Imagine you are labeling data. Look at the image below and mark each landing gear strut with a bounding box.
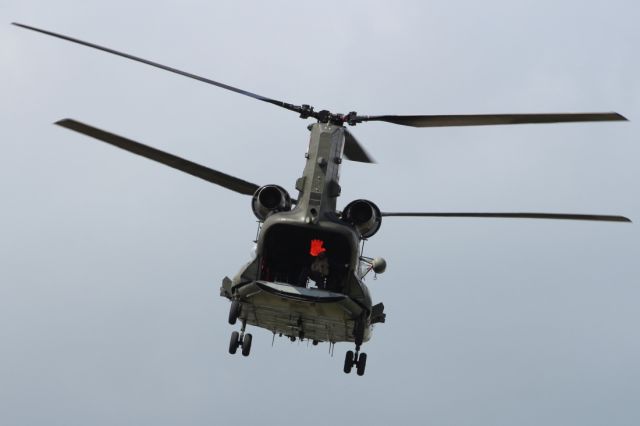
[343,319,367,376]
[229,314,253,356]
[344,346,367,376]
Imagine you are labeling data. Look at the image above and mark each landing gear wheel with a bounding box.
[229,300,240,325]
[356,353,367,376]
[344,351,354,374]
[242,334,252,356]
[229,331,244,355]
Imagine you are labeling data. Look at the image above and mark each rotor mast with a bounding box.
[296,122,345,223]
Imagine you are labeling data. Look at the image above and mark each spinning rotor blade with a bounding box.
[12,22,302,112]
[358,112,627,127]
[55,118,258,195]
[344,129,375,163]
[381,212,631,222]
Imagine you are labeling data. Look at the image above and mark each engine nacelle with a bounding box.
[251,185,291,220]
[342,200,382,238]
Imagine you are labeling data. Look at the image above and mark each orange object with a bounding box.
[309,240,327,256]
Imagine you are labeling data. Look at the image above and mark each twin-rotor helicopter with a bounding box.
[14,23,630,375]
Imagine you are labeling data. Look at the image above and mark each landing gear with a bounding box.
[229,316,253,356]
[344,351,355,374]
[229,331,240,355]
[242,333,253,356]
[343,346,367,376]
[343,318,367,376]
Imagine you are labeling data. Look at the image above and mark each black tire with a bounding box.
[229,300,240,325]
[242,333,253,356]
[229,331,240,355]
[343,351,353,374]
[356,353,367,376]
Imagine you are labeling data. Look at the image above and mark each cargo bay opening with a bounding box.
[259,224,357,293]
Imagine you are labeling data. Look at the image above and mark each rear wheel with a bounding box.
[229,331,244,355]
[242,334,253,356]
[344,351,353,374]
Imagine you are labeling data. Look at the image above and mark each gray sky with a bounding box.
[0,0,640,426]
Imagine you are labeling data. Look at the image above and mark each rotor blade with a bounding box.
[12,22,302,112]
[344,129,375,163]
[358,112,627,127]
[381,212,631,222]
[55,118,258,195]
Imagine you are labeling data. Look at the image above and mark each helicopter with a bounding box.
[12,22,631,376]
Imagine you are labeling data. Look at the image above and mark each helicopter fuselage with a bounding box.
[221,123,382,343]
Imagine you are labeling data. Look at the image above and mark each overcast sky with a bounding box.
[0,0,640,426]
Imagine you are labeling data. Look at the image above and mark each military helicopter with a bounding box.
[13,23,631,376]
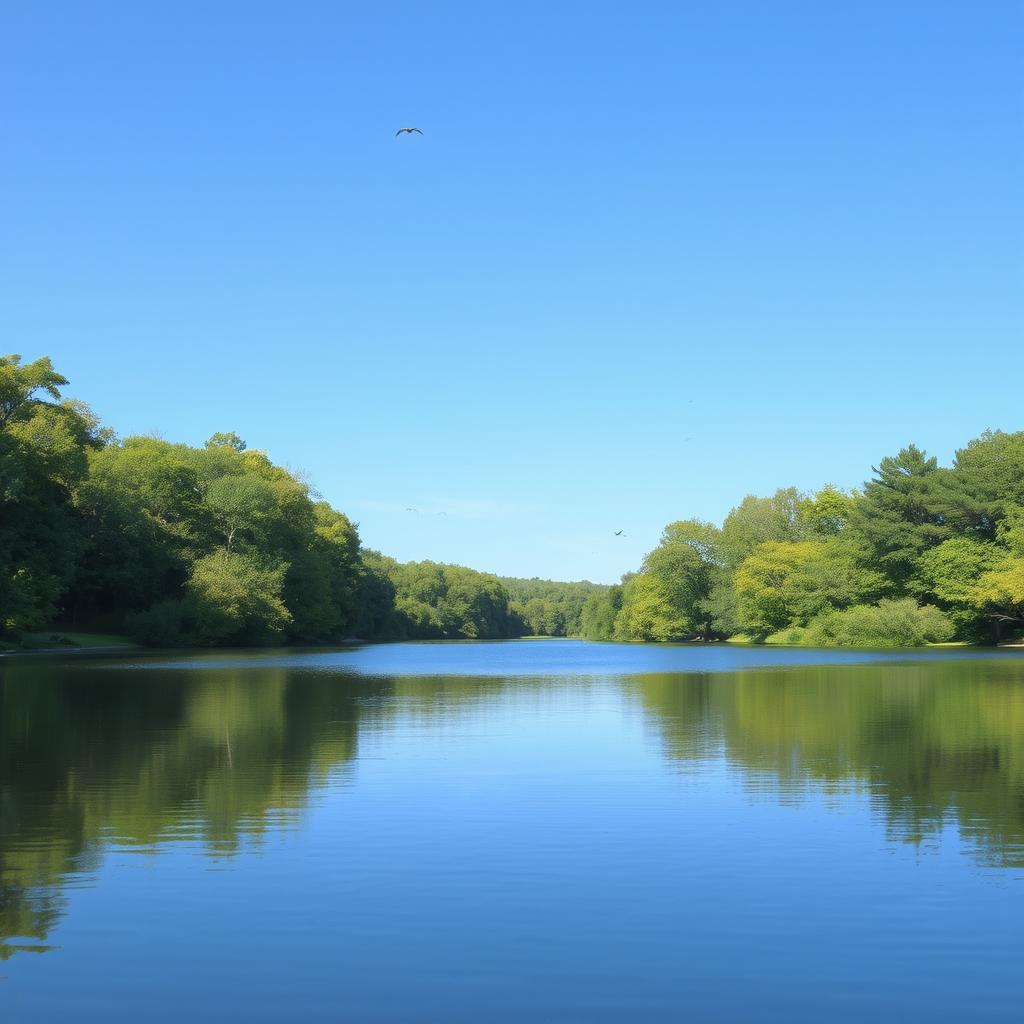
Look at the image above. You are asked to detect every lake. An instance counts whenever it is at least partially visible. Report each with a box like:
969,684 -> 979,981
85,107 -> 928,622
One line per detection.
+++
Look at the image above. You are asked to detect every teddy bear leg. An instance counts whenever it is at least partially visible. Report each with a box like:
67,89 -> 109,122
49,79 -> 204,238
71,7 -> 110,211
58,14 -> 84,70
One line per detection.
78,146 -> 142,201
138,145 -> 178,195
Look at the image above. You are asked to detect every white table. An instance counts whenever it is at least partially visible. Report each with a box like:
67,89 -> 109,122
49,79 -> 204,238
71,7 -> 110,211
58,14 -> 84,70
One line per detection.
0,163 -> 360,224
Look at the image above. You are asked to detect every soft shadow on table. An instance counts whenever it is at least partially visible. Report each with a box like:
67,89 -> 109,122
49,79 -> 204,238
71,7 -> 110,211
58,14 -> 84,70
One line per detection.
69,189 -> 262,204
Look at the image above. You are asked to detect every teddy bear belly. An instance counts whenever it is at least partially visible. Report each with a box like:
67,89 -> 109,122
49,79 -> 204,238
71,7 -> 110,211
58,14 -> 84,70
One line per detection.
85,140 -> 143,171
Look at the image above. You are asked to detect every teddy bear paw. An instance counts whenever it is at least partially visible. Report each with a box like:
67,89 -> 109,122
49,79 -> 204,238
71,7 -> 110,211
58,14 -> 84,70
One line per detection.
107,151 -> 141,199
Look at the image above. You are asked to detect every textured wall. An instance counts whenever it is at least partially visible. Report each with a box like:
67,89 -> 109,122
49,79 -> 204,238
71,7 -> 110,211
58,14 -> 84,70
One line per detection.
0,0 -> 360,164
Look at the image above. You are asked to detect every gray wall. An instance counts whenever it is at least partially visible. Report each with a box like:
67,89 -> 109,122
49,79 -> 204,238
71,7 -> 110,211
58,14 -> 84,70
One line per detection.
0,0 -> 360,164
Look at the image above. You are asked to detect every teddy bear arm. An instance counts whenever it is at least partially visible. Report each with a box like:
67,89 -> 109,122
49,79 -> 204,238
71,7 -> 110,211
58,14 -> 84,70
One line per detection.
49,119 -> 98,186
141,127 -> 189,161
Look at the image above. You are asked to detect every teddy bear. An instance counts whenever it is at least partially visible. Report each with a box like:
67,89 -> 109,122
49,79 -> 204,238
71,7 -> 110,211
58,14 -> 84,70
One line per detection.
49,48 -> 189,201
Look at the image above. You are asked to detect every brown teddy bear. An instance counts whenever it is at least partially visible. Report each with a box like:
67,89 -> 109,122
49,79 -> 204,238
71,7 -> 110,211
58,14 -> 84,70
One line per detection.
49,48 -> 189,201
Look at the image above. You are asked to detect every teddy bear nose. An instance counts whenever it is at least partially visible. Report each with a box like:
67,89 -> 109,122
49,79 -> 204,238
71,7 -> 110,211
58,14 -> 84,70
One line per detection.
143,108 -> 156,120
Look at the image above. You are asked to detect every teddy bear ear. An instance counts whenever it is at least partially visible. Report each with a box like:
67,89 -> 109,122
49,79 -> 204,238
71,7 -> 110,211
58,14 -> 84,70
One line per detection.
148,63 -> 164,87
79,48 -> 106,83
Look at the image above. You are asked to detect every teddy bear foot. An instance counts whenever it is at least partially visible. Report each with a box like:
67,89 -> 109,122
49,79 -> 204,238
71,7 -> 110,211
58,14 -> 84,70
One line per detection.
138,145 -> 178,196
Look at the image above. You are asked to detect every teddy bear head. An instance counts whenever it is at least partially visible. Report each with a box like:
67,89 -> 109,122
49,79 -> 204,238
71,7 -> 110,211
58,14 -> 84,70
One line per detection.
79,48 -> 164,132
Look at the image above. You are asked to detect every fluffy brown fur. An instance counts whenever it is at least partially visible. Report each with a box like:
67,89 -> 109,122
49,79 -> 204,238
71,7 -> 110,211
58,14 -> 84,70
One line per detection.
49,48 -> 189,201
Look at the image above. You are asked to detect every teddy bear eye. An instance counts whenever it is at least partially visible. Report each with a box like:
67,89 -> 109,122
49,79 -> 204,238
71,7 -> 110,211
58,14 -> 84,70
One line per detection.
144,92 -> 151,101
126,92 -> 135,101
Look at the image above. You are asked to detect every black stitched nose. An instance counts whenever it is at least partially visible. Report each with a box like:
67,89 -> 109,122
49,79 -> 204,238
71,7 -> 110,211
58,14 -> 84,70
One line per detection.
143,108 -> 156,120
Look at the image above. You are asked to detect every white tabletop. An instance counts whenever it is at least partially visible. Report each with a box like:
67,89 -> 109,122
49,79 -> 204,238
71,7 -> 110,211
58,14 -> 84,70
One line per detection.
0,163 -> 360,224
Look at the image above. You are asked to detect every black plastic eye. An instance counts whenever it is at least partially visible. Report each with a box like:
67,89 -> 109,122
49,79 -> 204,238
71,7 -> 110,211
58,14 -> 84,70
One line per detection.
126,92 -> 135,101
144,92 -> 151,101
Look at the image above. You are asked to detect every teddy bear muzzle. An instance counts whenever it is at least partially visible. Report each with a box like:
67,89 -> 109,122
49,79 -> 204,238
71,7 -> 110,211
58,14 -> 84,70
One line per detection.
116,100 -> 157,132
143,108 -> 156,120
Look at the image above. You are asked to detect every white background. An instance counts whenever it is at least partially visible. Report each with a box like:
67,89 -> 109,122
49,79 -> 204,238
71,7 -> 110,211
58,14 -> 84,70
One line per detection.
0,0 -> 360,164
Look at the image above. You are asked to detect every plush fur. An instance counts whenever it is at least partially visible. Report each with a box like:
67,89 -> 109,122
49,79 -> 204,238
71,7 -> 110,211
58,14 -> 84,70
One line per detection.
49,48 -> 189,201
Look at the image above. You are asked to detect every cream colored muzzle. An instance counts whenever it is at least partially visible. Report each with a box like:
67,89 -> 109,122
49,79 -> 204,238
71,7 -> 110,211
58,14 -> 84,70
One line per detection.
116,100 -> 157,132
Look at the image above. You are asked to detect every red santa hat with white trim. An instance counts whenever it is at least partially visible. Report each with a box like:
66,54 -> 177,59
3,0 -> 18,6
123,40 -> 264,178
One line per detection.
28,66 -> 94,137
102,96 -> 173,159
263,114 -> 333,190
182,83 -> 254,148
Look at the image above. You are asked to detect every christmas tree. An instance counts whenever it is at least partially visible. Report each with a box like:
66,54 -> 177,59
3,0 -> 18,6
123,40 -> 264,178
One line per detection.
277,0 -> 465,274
+++
▸ EXERCISE:
Edit the lines from the one containing "every white background." through the one containing "182,83 -> 254,148", putting "locate every" wherever "detect every" appears and changing nothing else. Give only those lines.

▸ THE COMPLETED TASK:
Look at the image above. You are asked to locate every white background. An instance counts whenever it is at least partially visible. Report each with a box like:
67,89 -> 109,122
49,79 -> 204,238
71,7 -> 110,211
58,14 -> 84,70
One line per detection.
0,0 -> 360,164
Look at the image above. You are asked to locate every plush fur. An instance counts whenever it is at least partially visible. Report each with a box like:
67,89 -> 109,122
49,79 -> 204,238
71,7 -> 110,211
58,14 -> 84,70
One line per detection.
49,48 -> 189,201
Look at the image above. You are asked to locate every cream colored muzzle. An instance counts whenever it is at least partially visible. Report each with a box like:
67,89 -> 109,122
49,79 -> 204,238
71,7 -> 110,211
58,14 -> 84,70
One line per detection.
116,100 -> 157,132
Look at the image above. You are asked to locate every red santa hat with white trim. An instance counts whenever it is at least partially visible. Report each with a box like:
66,54 -> 177,59
3,0 -> 18,6
123,40 -> 264,178
One line per detection.
28,66 -> 94,137
102,96 -> 173,159
263,114 -> 333,190
182,83 -> 254,148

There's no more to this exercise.